# [SOURCE MATERIAL]
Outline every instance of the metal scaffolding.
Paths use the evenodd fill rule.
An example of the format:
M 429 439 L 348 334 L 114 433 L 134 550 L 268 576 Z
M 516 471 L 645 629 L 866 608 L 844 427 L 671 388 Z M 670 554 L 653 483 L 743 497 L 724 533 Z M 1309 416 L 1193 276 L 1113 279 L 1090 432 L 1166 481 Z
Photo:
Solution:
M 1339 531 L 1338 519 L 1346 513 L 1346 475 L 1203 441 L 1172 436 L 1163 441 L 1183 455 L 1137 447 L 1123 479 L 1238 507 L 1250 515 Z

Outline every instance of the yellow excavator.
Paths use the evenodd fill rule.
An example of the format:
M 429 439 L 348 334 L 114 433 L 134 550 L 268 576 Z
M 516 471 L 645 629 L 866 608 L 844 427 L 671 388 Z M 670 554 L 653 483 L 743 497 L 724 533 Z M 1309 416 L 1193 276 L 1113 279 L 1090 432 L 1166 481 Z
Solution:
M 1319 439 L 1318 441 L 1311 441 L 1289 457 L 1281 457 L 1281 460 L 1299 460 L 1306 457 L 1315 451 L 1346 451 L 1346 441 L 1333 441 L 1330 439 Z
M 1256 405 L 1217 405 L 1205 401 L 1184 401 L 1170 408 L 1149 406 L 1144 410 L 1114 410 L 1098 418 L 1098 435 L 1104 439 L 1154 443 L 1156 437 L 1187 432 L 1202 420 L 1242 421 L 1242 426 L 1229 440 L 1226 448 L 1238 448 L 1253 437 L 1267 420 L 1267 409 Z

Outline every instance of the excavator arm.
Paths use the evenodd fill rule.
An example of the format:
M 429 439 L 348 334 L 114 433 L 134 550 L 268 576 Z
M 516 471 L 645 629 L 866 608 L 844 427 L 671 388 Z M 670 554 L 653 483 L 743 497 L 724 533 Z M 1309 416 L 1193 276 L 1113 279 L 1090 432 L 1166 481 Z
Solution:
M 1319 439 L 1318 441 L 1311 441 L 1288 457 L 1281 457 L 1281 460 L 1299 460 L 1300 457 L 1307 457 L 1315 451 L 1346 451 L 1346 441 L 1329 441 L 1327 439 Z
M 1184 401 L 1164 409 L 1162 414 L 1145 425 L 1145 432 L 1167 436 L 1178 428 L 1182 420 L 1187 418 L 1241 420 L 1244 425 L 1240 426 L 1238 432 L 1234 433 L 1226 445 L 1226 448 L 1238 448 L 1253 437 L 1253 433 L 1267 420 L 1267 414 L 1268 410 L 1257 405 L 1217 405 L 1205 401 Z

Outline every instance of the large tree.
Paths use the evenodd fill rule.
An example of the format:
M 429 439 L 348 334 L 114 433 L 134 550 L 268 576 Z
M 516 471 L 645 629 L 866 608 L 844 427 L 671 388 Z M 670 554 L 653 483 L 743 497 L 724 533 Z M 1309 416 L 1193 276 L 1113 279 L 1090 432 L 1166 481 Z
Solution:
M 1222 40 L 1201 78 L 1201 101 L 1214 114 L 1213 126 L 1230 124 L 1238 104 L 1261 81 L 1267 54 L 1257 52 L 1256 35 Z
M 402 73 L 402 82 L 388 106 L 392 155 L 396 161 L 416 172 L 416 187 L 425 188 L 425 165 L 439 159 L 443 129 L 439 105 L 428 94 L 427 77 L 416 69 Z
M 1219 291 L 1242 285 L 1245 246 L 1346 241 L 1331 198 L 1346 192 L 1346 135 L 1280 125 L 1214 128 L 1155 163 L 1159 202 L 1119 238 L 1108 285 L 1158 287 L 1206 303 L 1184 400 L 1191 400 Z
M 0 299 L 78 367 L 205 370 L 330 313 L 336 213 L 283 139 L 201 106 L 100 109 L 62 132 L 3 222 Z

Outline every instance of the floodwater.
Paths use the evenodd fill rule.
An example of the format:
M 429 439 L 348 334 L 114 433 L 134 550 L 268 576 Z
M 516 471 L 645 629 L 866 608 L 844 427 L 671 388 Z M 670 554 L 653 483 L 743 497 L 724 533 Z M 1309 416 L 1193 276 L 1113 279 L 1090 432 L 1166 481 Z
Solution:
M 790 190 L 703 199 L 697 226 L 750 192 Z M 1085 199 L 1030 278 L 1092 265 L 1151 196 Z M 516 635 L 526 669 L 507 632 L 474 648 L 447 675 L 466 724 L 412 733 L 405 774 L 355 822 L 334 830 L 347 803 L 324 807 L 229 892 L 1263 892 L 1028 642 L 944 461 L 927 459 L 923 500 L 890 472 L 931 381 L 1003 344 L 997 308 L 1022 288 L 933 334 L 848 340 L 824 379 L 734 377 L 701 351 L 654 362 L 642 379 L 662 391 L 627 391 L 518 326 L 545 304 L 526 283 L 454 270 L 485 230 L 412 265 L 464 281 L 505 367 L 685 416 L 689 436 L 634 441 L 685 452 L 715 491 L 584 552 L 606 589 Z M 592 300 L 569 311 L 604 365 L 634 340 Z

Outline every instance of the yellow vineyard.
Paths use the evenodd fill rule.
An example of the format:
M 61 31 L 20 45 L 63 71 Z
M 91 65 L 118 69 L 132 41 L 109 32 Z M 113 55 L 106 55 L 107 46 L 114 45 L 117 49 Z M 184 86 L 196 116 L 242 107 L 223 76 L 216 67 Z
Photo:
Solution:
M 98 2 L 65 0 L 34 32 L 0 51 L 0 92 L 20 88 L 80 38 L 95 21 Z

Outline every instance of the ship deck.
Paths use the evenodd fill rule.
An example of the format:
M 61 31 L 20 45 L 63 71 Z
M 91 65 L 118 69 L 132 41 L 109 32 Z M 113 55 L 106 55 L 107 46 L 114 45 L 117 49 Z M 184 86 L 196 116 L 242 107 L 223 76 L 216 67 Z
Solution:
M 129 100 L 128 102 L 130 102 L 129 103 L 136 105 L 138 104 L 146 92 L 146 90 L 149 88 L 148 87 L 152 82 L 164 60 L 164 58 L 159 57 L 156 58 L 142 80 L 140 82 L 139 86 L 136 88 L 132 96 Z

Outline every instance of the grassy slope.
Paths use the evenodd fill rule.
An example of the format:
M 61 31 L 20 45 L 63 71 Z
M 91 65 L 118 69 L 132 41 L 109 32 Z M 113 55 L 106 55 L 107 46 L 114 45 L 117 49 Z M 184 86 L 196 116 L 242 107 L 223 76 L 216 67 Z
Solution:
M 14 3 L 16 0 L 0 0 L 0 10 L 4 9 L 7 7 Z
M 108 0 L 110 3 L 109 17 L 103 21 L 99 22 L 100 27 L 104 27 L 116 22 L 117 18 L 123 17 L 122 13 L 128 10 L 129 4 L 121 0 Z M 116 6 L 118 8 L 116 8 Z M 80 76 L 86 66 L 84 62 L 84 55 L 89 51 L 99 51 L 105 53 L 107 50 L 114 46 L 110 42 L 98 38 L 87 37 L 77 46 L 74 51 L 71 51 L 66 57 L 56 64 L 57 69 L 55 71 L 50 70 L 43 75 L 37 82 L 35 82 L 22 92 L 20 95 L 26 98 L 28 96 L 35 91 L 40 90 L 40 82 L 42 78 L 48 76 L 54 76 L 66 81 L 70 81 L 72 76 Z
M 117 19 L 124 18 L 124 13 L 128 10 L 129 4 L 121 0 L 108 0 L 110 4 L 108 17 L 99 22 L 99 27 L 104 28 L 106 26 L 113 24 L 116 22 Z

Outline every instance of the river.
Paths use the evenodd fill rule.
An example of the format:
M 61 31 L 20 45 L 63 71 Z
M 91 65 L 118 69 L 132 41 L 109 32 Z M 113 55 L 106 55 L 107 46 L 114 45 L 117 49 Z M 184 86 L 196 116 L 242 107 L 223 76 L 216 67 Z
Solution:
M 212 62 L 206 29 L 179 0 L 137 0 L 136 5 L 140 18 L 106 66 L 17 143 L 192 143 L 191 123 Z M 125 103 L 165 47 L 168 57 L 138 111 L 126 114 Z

# [PROBLEM REQUIREMENTS]
Retype the lines from the one containing "Outline every instance of the excavator arm." up to and including the one containing "M 0 299 L 78", character for character.

# [SOLUTION]
Outline every instance of the excavator arm.
Paths use the evenodd fill rule.
An example of the format:
M 429 439 L 348 334 L 114 433 L 134 550 L 268 576 Z
M 516 471 L 645 629 L 866 608 L 844 427 L 671 388 Z M 670 554 L 653 483 L 743 497 L 724 533 Z M 1309 416 L 1193 276 L 1113 279 L 1090 432 L 1166 481 Z
Solution:
M 1319 439 L 1318 441 L 1311 441 L 1288 457 L 1281 457 L 1281 460 L 1299 460 L 1300 457 L 1307 457 L 1315 451 L 1346 451 L 1346 441 L 1329 441 L 1327 439 Z
M 1184 401 L 1164 409 L 1162 414 L 1145 425 L 1145 432 L 1167 436 L 1178 428 L 1182 420 L 1187 418 L 1241 420 L 1244 425 L 1240 426 L 1238 432 L 1234 433 L 1226 445 L 1226 448 L 1238 448 L 1253 437 L 1253 433 L 1267 420 L 1267 414 L 1268 410 L 1257 405 L 1217 405 L 1205 401 Z

Outline every instance of the large tree.
Paths use the evenodd fill rule.
An example of the format:
M 429 439 L 348 334 L 114 433 L 134 550 L 268 576 Z
M 516 471 L 645 629 L 866 608 L 844 427 L 671 388 Z M 670 554 L 653 483 L 743 497 L 724 533 Z M 1309 416 L 1193 276 L 1113 279 L 1090 432 L 1166 481 Z
Solution:
M 1222 40 L 1201 78 L 1201 101 L 1214 114 L 1213 126 L 1230 124 L 1238 104 L 1261 81 L 1267 54 L 1257 52 L 1256 35 Z
M 402 73 L 402 82 L 388 106 L 392 155 L 396 161 L 416 172 L 416 187 L 425 188 L 425 165 L 439 159 L 443 129 L 439 105 L 428 94 L 427 77 L 416 69 Z
M 1219 291 L 1242 285 L 1245 246 L 1346 241 L 1331 198 L 1346 192 L 1346 135 L 1280 125 L 1214 128 L 1155 163 L 1159 202 L 1119 238 L 1108 285 L 1158 287 L 1206 303 L 1184 400 L 1191 400 Z
M 0 299 L 78 367 L 205 370 L 330 313 L 336 213 L 283 139 L 201 106 L 100 109 L 62 132 L 3 222 Z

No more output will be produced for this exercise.